PROBLEM SET
a) According to the text on the Tajikistan interior ministry academy, in what year did a two-year police school begin to function in Stalinabad?
b) Resume the text on the Tajikistan interior ministry academy, starting after its last sentence.

PAGE EXCERPT
Military academy in Tajikistan

The Academy of the Ministry of Internal Affairs of Tajikistan (Академияи Вазорати корҳои дохилии Ҷумҳурии Тоҷикистон) is a higher military institution in the Ministry of Internal Affairs of Tajikistan which serves to train future soldiers and officers of the Internal Troops and the Police of Tajikistan. The academic year runs from September to July, with the tuition at the school is US$400–800 per student depending on their department.

It was founded in 2000 as a result of the renovation of the MVD Higher School of Mechanical Engineering, which was founded in 1991 on the basis of a department of higher education of the USSR based in Tashkent in the USSR. At the time of its founding, it was one of the first MVD academies in Tajikistan and Central Asia.

== History ==

=== Origins ===
Since the mid-1920s, with the establishment of police departments in Tajikistan, training courses for police officers were organized. In 1930, in the city of Stalinabad, a two-year police school began to function.

=== Modern academy ===
The Cabinet of Ministers adopted the Resolution "On the establishment of the Dushanbe Higher School of the Ministry of Internal Affairs of the Republic of Tajikistan" on December 23, 1991, following independence. The modern academy was founded on 30 December 2000. From 2014 to 2017, new administrative and educational buildings were commissioned in the academy, which was opened on the country's 26th anniversary in 2017.

INPUT DATA
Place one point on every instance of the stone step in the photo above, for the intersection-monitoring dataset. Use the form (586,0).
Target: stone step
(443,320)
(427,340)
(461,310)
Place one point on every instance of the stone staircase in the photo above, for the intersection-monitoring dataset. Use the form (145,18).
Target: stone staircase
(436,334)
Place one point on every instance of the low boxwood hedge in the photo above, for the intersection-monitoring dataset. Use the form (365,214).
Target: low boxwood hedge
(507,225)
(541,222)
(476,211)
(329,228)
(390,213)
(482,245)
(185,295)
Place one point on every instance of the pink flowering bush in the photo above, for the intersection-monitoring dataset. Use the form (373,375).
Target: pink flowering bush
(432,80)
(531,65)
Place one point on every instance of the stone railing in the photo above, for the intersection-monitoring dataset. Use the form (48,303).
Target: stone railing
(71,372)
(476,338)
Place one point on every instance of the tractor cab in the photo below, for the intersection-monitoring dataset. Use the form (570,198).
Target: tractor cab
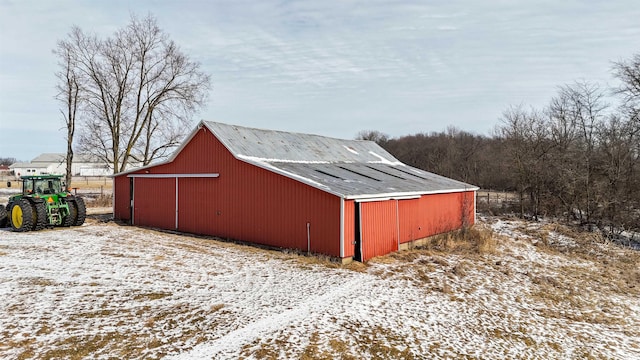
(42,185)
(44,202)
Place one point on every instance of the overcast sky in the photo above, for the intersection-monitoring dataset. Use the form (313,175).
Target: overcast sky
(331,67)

RESPONSE LIST
a) 1930

b)
== Heads ==
The heads of both of the Dushanbe Secondary Special Police School and then the academy were:

- Colonel Gani Nematov (1970-1975)
- Major General Viktor Fomichev (1975-1979)
- Colonel Nu'mon Yakhoev (1979-1982)
- Lieutenant Colonel Abdukholik Abdunazarov (1982-1985)
- Colonel Viktor Omelchenko (1985-1991)
- Colonel Usmon Dzhumaev (1991-1993)
- Colonel General Abdurahim Kakhkharov (1993-2000)
- Major General Shamsullo Saimuddinov (2000-2005)
- Major General Fayz Dustov (2005-2009)
- Major General Sherali Rozikzoda (2009-2013)
- Major General Jurakhon Majidzoda (2013-2014)
- Major General Faizali Sharifzoda (2014–present)

== Academics ==

=== Areas of study ===
The academy's mission is to prepare cadets for service in the armed forces, the internal troops, or for higher educational institutions such as Tajik National University. Cadets are trained in the academy in the following areas:
- Legal Management
- Operations
- Judicial System
- Criminal System
- Mechanics
- Engineering
- Emergency Situations
- Commands

=== Faculties ===
The faculty of the academy includes officials from the VKD as well as officials from other law enforcement and defense agencies, including the Ministry of Defence, the Ministry of Justice, the National Guard, and the Committee on Emergency Situations and Civil Defense.

The academy is also divided into faculties, which are departments that cover specific subjects, such as the following faculties:

- Faculty No. 1 - Conducts lessons on different specialties in city police departments.
- Faculty No. 2 - It prepares cadets for higher education opportunities in the armed forces, as well as in regular Tajik universities.
- Faculty No. 3 - Cadets are solely being trained for service in the internal troops, the VKD, as well as other law enforcement agencies for at least 2 years.
- Faculty No. 4 - Fire safety and Emergencies are the primary focus in this department, where cadets spent 5 years studying in.

== Public image ==
On the occasion of the 25th anniversary of the National Guard of Tajikistan, 300 female cadets took part in the military parade at the National Guard's parade ground.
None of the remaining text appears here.